DOCUMENT TEXT
*****

The “Trim Lines” indicate what the final card will look like. Because trimming is rarely 100% accurate, any parts of the design that extend to the very edge should continue out to a “Bleed”. Shown here, the bleed extends to 1/8 inch outside the artwork.

Preparing the File for Print

99% of print shops are strict about the specifications of your “artwork” files. The following process will help you give printers the files they want! If your layout relies heavily on images, gradients, or shadows, skip to the next section!

When you have finished your design in Sketch, export it as a PDF at 1x scale. Many programs, such as Preview or Adobe Illustrator will automatically interpret the file at 72 PPI. You can view the PDF’s dimensions in inches in Preview (Tools > Show Inspector, ⌘I), or in pixels using Finder’s Get Info window (under “More Info”). If you save your PDF through Illustrator, pixel and inch dimensions will be automatically included in the file.

There are 2 other things we need to change about Sketch’s exported PDF:

  1. Text needs to be “Converted to Outlines”.
  2. The colors need to be CMYK values instead of RGB.
  3. Any images in the design need to be embeded as CMYK images.

Converting Text to Outlines

To ensure that your design is printed exactly how you see it on your computer, it is important to convert the text objects in the PDF to actual vector shapes, or “outlines”. This makes the text look exactly the same on any program on any computer, regardless of the fonts you’ve used in the design, and regardless of whether or not those fonts are installed on the printer’s computer.

You can convert text to outlines in Sketch (more about that here), although if your design has more than a few lines of text, Sketch will slow down dramatically. If you want a guaranteed way to crash Sketch, try selecting a dozen text objects and converting them to outlines all at once! Fortunately, Adobe Illustrator excels in this department, so we’ll use that instead.

  • Open the PDF in Illustrator and navigate to Select > All (⌘A), from the menu bar.
  • Also in the menu bar, navigate to Type > Convert Text to Outlines (⌘⇧O). Easy as that!

Converting to CMYK Colors

After opening your PDF in Illustrator, navigate to File > Document Color Mode > CMYK Color. This converts the entire document to a CMYK colorspace from RGB. That’s the easy step. Now we have to change the colors in our design to actual CMYK values.

If you’re used to screen-based design and appreciate great colors, I feel obligated to tell you that CMYK may disappoint you. Due to the nature of combining those 4 colors (cyan, magenta, yellow, and black) in ink, many bright and saturated colors are difficult or impossible to recreate. Without diving into color theory or the pros/cons of various print methods, I will simply suggest that for any color that is important to your design you see a sample of that exact color value from a similar printer on a similar material. To do this I recommend choosing a close match on a Pantone swatchbook (a bit pricey, but a great investment), or ask your printer for a printed sample of a variety of colors printed on the paper you’ll use (they probably already have these, and can give you each color’s CMYK value).

Once you’ve chosen great CMYK values for all your colors, it’s time to replace the color value for each of the elements in your design. This sounds tedious—and to a certain extent it is—but I’ve discovered a few shortcuts to help you!

  • First off, you will need to select the elements whose colors you want to change. If you aren’t familiar with Illustrator, know that a layer is only selected when you click the small circle to the right of it. Simply clicking on the layer’s name will not do anything!

*****

TASKS FOR THIS EXERCISE
• 1. Duplicate the part of the guide on preparing files for print starting at "To ensure that" and ending at "the menu bar.".
• 2. Using the guide on preparing files for print, answer these:
(a) How far outside the artwork does the bleed extend in the example shown?
(b) At what scale should the finished Sketch design be exported as a PDF?
(c) What keyboard shortcut does Illustrator use for Convert Text to Outlines?
• 3. Carry on the guide on preparing files for print from its last sentence.
The data after this point is not needed.

INFORMATION SUPPLIED

*****

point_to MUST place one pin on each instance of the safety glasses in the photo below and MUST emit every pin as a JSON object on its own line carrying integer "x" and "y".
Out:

*****

EXPECTED OUTPUTS
• 1.
To ensure that your design is printed exactly how you see it on your computer, it is important to convert the text objects in the PDF to actual vector shapes, or “outlines”. This makes the text look exactly the same on any program on any computer, regardless of the fonts you’ve used in the design, and regardless of whether or not those fonts are installed on the printer’s computer.

You can convert text to outlines in Sketch (more about that here), although if your design has more than a few lines of text, Sketch will slow down dramatically. If you want a guaranteed way to crash Sketch, try selecting a dozen text objects and converting them to outlines all at once! Fortunately, Adobe Illustrator excels in this department, so we’ll use that instead.

  • Open the PDF in Illustrator and navigate to Select > All (⌘A), from the menu bar.

• 2.
(a) 1/8 inch
(b) 1x scale
(c) ⌘⇧O

• 3.
  • If your design has many elements with the same color (say, all green text), they can be selected all at once by first selecting one instance of the element then clicking the “Select Similar Objects” button on the right of the toolbar. If this toolbar or button isn’t available, try navigating to Select > Same in the menu bar.
  • When your elements are selected, hold down the Shift key when you click on the fill color in the toolbar (fill color to the left, stroke/border color to the right). Even elements that are pure black need to be converted to CMYK black, for which there is a little swatch below the color sliders.

Last Step!

When all of your text has been converted to outlines and all of your colors are CMYK, it’s time to save a separate PDF (I add “-print” as a suffix to the new filename). By using File > Save As, you get a trillion options for the PDF. The single option I ever use is to add a bleed margin (my printer likes 1/8 inch) on all sides of the artwork. To do this, go to the “Marks and Bleeds” section on the left and uncheck “Use Document Bleed Settings”, as shown below.

You’re all done! Trust me, next time this process will take you half as long!

Is Your Design Image-Heavy?

If your Sketch design includes bitmap images (non-vector images), they will be automatically converted from RGB to CMYK when you change the Document Color Mode. Upon importing the PDF to Illustrator, any shadows in your design will be converted to bitmap images and any gradients will become un-editable “Non-Native Art”. Because of this, if images, shadows, or gradients are important to your design, I strongly suggest you instead save the entire Sketch layout as a PNG and convert it to a CMYK file in Photoshop using the following steps.

  1. Export the Sketch artboard as a PNG at 4.166x scale, which gives you the amount of pixels you’ll need for a 300 PPI print-ready file. Printers rarely accept bitmap images less than this resolution. Make sure your artboard includes the necessary bleed margins (described above) before export.
  2. Open the PNG in Photoshop and navigate to Image > Image Size, in the menu bar. Uncheck the “Resample” checkbox and type in either the artwork’s dimensions in inches or the “Pixels/Inch” you used when exporting from Sketch (again, this is often 300 PPI). Click “OK”.
  3. In the menu bar, navigate to Image > Mode > CMYK Color. This will alert you that Photoshop is converting the file to a default CMYK color profile. This step may visibly change the colors of your design. Rest assured that your computer screen is not an accurate representation of colors in print, although you should also not expect the same bright or saturated colors capable with RGB (as described above).
  4. Adjust the colors slightly if you desire, then Save As a .psd or .tif file. Be sure to tell the printer what bleed margins you included in the artwork!

Of course you can use this process in conjunction with the PDF + Illustrator workflow above, by embedding the Photoshopped images into your Illustrator document. But most of the time I stick to one process or the other.

Is This Workflow Right for You?

If you’re fast at designing in Sketch, feel more at ease or more creative using it, or aren’t very familiar with Illustrator/InDesign, this may be good for you. This may also be a useful workflow if you have existing designs from Sketch (an interface, icon, logo) that you want to prepare for professional printing. I can’t read the future, but with Bohemian Coding’s small team and success focusing on screen-based design, I don’t advise you to hold your breath for print features. It’s a huge can of worms!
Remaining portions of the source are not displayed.